### DESCRIPTION OF THE TASK
Could you print every one of the records below, reproducing each line character for character?

### DATASET RECORDS
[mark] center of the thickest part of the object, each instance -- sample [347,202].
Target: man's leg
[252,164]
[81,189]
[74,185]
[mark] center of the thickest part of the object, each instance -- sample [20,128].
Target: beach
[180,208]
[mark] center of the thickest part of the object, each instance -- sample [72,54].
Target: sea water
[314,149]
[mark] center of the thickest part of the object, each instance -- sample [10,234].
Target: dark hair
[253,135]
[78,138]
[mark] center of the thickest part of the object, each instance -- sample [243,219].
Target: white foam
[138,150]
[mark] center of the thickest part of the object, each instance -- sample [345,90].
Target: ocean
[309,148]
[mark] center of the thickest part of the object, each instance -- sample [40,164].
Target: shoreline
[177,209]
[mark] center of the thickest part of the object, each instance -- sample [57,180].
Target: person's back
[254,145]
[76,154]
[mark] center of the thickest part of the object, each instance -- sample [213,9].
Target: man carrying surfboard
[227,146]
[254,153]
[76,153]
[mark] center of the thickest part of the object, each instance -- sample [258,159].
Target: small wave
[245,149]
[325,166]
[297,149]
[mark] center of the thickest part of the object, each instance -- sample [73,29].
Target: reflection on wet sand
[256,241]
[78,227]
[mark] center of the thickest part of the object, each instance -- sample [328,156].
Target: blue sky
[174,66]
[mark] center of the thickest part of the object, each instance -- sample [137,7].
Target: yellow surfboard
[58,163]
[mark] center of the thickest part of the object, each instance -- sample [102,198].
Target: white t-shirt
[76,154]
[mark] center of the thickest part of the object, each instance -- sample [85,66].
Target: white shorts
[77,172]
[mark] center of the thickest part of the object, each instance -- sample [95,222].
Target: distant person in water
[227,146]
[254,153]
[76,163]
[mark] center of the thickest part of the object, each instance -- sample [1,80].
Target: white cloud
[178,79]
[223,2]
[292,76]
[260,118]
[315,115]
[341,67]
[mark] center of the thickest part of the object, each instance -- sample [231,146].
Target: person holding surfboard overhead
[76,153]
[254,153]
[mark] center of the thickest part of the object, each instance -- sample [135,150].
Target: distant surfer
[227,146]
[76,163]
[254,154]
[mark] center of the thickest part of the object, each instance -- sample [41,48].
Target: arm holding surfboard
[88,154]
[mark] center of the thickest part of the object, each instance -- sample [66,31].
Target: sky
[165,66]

### SOLUTION TO THIS PROBLEM
[mark] center of the thickest part of the object, each instance -- sample [347,202].
Target: man's leg
[252,164]
[81,189]
[74,185]
[mark] center of the thickest part of the object, each instance -- sample [20,128].
Target: beach
[180,208]
[mark] center of the thickest part of the object, each instance -- sample [72,54].
Target: sea water
[314,149]
[mark] center of the thickest part of the object, each instance -- sample [10,234].
Target: dark hair
[253,135]
[78,138]
[mark] center of the thickest part of the object, each instance -- sample [243,219].
Target: white foam
[138,150]
[mark] center of the thickest part of the object, each instance -- sample [345,90].
Target: ocean
[309,148]
[mark] center of the thickest part of the object, each instance -- sample [40,164].
Target: shoreline
[177,209]
[mark] center of the thickest part of the object, each instance -- sample [57,180].
Target: person's back
[254,145]
[76,154]
[mark] center of the thickest part of the object, each instance -- sample [213,9].
Target: man carrying surfboard
[227,146]
[254,153]
[76,153]
[mark] center of the thickest part of the object, each instance -- sample [258,159].
Target: small wave
[245,149]
[325,166]
[297,149]
[mark] center of the thickest part of the object, each instance -- sample [73,29].
Target: reflection on wet sand
[256,241]
[78,227]
[mark] center of the thickest part of the object, each instance -- sample [328,156].
Target: blue sky
[174,66]
[mark] center of the thickest part of the object, each instance -- sample [137,7].
Target: yellow surfboard
[58,163]
[mark] center of the thickest part of the object, each instance -- sample [102,198].
Target: white t-shirt
[76,154]
[mark] center of the thickest part of the object, each instance -- sample [85,66].
Target: white shorts
[77,172]
[mark] center of the thickest part of the object, each instance -- sample [95,222].
Target: distant person in water
[227,146]
[254,153]
[76,163]
[mark] center of the thickest part of the object, each instance -- sample [1,80].
Target: white cloud
[178,79]
[223,2]
[292,76]
[260,118]
[315,115]
[341,67]
[mark] center of the thickest part of the object, each instance -- sample [231,146].
Target: person holding surfboard overhead
[76,153]
[254,153]
[mark] center of the thickest part of the object, each instance -- sample [135,150].
Target: distant surfer
[227,146]
[76,163]
[254,154]
[mark] center of the thickest part of the object, each instance -- sample [41,48].
Target: arm holding surfboard
[88,154]
[mark] center of the thickest part of the object, each instance -- sample [66,31].
Target: sky
[165,66]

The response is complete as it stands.